TASKS TO CARRY OUT ->
A) List every outcome after which the news report on MDMA-assisted therapy for PTSD describes the incidence of relapse.
B) In the news report on MDMA-assisted therapy for PTSD, at what point after the last therapy session were subjects in the two Phase III trials measured against placebo?
C) Write the next paragraph of the news report on the long-term MDMA-assisted therapy trial for PTSD, picking up after its final sentence.
╭─ TEXT PASSAGE
MAPS Public Benefit (MAPS PBC) has reported positive topline results from a Phase lll follow-up trial that assessed the long-term safety and efficacy of MDMA-assisted therapy for the treatment of post–traumatic stress disorder (PTSD).

Preliminary data form the observational trial found that the subjects showed a strong response at least six months or a year or more after completing their MDMA-assisted therapy session.

It was also found that the effects of treatment remained intact in subjects who were followed up within a year and those who were followed over a year later.

Incidence of relapse was also minimal after treatment response or loss of PTSD diagnosis, with an even lower incidence of relapse after remission.

In the two Phase lll trials, subjects treated with MDMA-assisted therapy demonstrated significant improvement over patients who received placebo when measured at two months following the last therapy session, thereby meeting the primary and secondary endpoints of the trials.

After the last treatment session, subjects returned to their daily lives and then came back to join the long-term follow-up trial, where they completed an evaluation at least six months after their final therapy session either with MDMA or placebo.
╰─
╭─ INFORMATION PROVIDED
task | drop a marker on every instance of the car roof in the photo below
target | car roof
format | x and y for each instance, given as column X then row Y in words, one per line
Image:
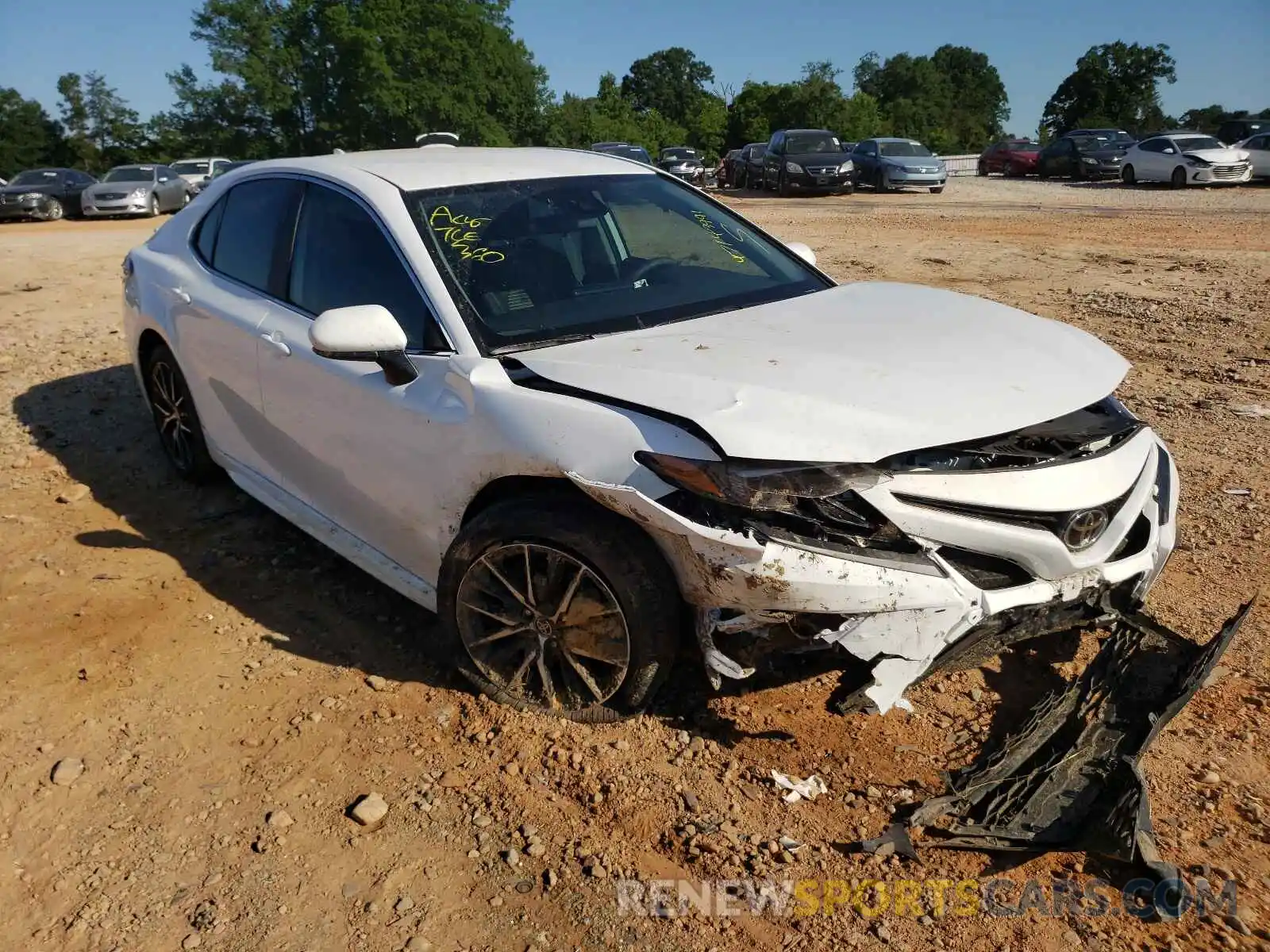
╰─
RESULTS IN ORDER ->
A) Treatment response, loss of PTSD diagnosis, and remission.

B) They were measured two months after the last therapy session.

C)
The follow-up trial’s primary objective was to assess the long-term effectiveness of MDMA-assisted therapy to treat PTSD as calculated by the change in Clinician-Administered PTSD Scale for DSM-5 (CAPS-5) Total Severity Score.

MAPS PBC CEO Amy Emerson said: “PTSD is a chronic condition when insufficiently treated and has historically been addressed through long-term maintenance treatment, which is why it’s important to evaluate whether an acute treatment like MDMA-assisted therapy has an enduring response when used to treat PTSD.

“These results are consistent with previously published Phase ll data demonstrating the sustained effect of MDMA-assisted therapy at least 12 months following treatment and suggest the acute treatment effect could last even longer.”